TASK BRIEF
Locate every line in the material below that contains the string "light", treating uppercase and lowercase as different, and copy each of those lines.

SUPPLIED INFORMATION
★ ★ ★ ★

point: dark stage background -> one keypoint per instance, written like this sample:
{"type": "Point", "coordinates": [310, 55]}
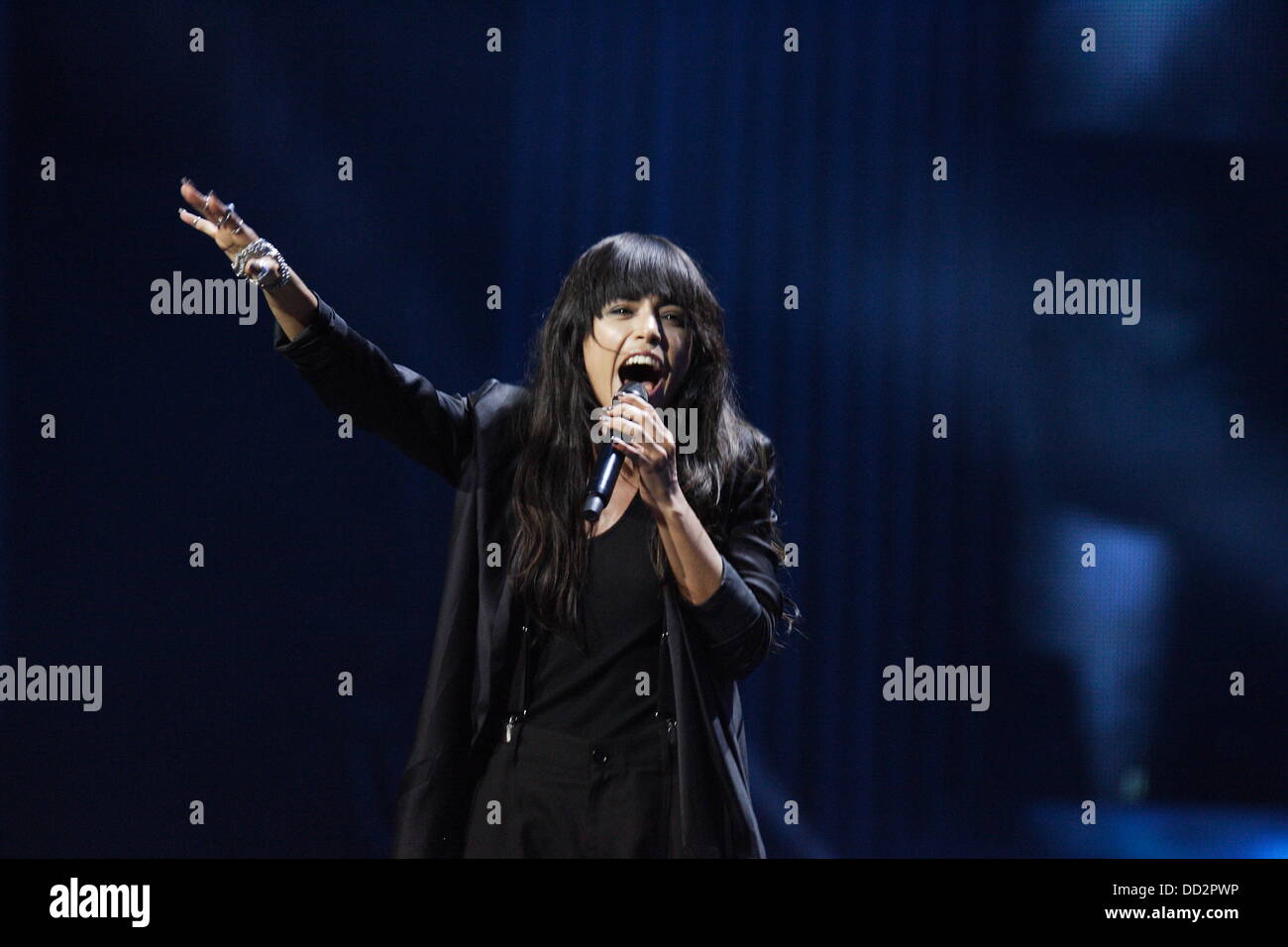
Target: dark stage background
{"type": "Point", "coordinates": [774, 169]}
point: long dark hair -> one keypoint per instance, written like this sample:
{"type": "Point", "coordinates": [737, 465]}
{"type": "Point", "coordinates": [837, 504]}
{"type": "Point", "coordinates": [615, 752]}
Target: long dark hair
{"type": "Point", "coordinates": [558, 454]}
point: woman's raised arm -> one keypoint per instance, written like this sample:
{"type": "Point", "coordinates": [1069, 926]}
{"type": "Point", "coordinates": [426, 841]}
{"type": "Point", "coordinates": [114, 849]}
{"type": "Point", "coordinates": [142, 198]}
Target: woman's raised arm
{"type": "Point", "coordinates": [349, 373]}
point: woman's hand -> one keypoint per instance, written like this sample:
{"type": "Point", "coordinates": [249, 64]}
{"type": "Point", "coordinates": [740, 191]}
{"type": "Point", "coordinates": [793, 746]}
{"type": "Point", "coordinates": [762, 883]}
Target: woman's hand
{"type": "Point", "coordinates": [223, 224]}
{"type": "Point", "coordinates": [648, 446]}
{"type": "Point", "coordinates": [294, 304]}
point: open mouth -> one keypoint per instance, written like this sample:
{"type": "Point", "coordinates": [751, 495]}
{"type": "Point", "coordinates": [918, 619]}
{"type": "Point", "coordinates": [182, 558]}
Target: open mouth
{"type": "Point", "coordinates": [648, 369]}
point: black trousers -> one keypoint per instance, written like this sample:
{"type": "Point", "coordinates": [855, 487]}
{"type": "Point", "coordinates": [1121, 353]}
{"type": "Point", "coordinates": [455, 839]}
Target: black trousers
{"type": "Point", "coordinates": [552, 795]}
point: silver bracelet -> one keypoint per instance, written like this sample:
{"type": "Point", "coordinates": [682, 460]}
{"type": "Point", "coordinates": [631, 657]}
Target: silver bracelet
{"type": "Point", "coordinates": [262, 248]}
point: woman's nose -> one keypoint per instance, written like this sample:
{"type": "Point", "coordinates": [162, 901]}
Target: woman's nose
{"type": "Point", "coordinates": [648, 328]}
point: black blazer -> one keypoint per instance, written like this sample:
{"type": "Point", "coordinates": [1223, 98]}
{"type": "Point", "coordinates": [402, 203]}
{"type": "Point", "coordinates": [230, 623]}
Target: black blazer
{"type": "Point", "coordinates": [468, 441]}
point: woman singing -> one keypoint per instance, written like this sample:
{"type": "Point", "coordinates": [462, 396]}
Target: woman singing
{"type": "Point", "coordinates": [581, 696]}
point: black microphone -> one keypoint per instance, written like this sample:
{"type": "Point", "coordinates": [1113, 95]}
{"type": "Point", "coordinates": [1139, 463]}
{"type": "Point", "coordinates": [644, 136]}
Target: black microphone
{"type": "Point", "coordinates": [604, 478]}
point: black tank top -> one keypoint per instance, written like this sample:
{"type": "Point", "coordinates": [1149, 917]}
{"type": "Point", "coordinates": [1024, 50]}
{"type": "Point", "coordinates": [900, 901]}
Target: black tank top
{"type": "Point", "coordinates": [595, 692]}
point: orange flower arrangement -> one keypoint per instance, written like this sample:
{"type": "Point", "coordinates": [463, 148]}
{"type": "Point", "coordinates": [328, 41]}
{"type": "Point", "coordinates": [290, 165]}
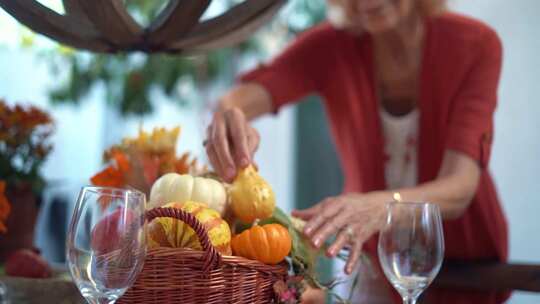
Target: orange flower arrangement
{"type": "Point", "coordinates": [138, 162]}
{"type": "Point", "coordinates": [24, 146]}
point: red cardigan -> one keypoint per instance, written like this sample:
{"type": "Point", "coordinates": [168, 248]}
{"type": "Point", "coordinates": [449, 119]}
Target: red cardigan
{"type": "Point", "coordinates": [460, 71]}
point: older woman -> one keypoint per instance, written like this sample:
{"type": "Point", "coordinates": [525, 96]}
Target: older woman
{"type": "Point", "coordinates": [410, 92]}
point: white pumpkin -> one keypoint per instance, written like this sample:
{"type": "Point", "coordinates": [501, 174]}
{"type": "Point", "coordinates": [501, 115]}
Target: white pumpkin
{"type": "Point", "coordinates": [173, 187]}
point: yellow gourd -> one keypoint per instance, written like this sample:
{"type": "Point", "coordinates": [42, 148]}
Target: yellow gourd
{"type": "Point", "coordinates": [251, 196]}
{"type": "Point", "coordinates": [168, 232]}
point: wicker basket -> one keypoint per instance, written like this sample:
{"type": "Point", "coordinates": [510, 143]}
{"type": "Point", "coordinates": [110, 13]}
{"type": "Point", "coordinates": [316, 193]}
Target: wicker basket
{"type": "Point", "coordinates": [179, 275]}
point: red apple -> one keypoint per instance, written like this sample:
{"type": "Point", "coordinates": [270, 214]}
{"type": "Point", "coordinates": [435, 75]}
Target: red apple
{"type": "Point", "coordinates": [28, 264]}
{"type": "Point", "coordinates": [107, 233]}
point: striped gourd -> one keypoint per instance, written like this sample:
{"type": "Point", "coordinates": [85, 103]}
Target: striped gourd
{"type": "Point", "coordinates": [167, 232]}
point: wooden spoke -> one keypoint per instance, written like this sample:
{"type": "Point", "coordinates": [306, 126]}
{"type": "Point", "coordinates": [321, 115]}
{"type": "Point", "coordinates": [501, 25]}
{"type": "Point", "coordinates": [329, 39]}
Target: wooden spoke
{"type": "Point", "coordinates": [63, 29]}
{"type": "Point", "coordinates": [239, 34]}
{"type": "Point", "coordinates": [113, 21]}
{"type": "Point", "coordinates": [177, 19]}
{"type": "Point", "coordinates": [106, 25]}
{"type": "Point", "coordinates": [232, 20]}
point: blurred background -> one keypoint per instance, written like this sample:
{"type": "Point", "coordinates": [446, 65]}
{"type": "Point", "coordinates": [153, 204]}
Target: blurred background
{"type": "Point", "coordinates": [96, 100]}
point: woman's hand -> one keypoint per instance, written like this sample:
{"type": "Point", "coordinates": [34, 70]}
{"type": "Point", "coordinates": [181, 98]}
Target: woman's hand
{"type": "Point", "coordinates": [353, 217]}
{"type": "Point", "coordinates": [230, 142]}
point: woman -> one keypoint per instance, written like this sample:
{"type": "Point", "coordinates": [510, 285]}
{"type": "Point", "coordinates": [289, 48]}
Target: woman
{"type": "Point", "coordinates": [410, 92]}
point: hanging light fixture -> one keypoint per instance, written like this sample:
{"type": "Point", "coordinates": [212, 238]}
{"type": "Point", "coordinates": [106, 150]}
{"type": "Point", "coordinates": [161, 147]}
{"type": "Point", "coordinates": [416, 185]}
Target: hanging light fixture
{"type": "Point", "coordinates": [105, 26]}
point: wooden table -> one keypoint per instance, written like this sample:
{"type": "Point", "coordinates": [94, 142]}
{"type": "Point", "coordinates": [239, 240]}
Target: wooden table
{"type": "Point", "coordinates": [58, 290]}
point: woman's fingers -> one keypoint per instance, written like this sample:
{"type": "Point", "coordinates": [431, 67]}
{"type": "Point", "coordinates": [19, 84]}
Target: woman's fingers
{"type": "Point", "coordinates": [342, 239]}
{"type": "Point", "coordinates": [331, 226]}
{"type": "Point", "coordinates": [254, 139]}
{"type": "Point", "coordinates": [236, 128]}
{"type": "Point", "coordinates": [327, 210]}
{"type": "Point", "coordinates": [354, 254]}
{"type": "Point", "coordinates": [213, 158]}
{"type": "Point", "coordinates": [222, 148]}
{"type": "Point", "coordinates": [308, 213]}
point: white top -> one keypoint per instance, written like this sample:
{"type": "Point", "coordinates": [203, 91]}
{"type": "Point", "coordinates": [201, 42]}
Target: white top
{"type": "Point", "coordinates": [400, 148]}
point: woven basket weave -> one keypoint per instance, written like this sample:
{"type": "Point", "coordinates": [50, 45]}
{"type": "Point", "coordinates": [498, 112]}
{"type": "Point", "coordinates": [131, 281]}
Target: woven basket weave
{"type": "Point", "coordinates": [180, 275]}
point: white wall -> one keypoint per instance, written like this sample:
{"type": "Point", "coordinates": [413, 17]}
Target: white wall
{"type": "Point", "coordinates": [516, 154]}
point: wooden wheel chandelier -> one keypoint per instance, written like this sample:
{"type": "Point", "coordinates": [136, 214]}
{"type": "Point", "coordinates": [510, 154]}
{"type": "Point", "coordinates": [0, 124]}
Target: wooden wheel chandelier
{"type": "Point", "coordinates": [105, 26]}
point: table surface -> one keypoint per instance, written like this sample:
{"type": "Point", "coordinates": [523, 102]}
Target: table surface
{"type": "Point", "coordinates": [57, 290]}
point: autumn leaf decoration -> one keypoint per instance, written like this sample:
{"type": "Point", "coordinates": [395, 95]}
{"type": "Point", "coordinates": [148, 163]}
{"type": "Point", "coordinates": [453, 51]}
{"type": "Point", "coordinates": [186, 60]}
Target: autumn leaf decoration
{"type": "Point", "coordinates": [5, 207]}
{"type": "Point", "coordinates": [138, 162]}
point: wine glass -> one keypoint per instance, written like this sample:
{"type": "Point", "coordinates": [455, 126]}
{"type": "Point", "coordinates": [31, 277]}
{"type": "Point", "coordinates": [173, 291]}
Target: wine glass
{"type": "Point", "coordinates": [106, 244]}
{"type": "Point", "coordinates": [411, 247]}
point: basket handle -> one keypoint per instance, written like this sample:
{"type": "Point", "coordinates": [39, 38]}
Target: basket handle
{"type": "Point", "coordinates": [211, 257]}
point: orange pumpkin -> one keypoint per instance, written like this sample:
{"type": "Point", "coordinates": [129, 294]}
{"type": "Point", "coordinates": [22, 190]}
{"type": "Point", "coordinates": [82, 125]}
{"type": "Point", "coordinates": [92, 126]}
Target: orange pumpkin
{"type": "Point", "coordinates": [269, 243]}
{"type": "Point", "coordinates": [168, 232]}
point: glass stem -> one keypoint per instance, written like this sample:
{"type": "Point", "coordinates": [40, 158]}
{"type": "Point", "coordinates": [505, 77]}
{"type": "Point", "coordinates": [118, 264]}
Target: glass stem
{"type": "Point", "coordinates": [409, 300]}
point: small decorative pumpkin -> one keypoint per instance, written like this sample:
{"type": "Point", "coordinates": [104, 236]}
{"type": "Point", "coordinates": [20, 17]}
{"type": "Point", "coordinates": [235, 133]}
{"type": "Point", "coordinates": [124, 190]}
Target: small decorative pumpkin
{"type": "Point", "coordinates": [251, 196]}
{"type": "Point", "coordinates": [173, 187]}
{"type": "Point", "coordinates": [269, 243]}
{"type": "Point", "coordinates": [168, 232]}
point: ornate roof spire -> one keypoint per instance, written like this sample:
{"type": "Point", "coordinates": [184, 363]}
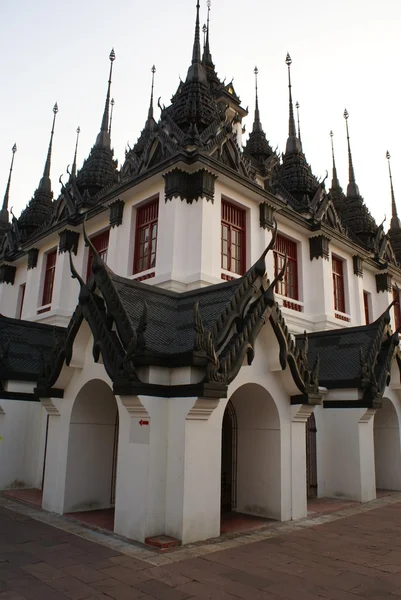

★ ★ ★ ★

EXERCISE RESPONSE
point: hanging light fixture -> one keypoint per instance, written like this sample:
Target: hanging light fixture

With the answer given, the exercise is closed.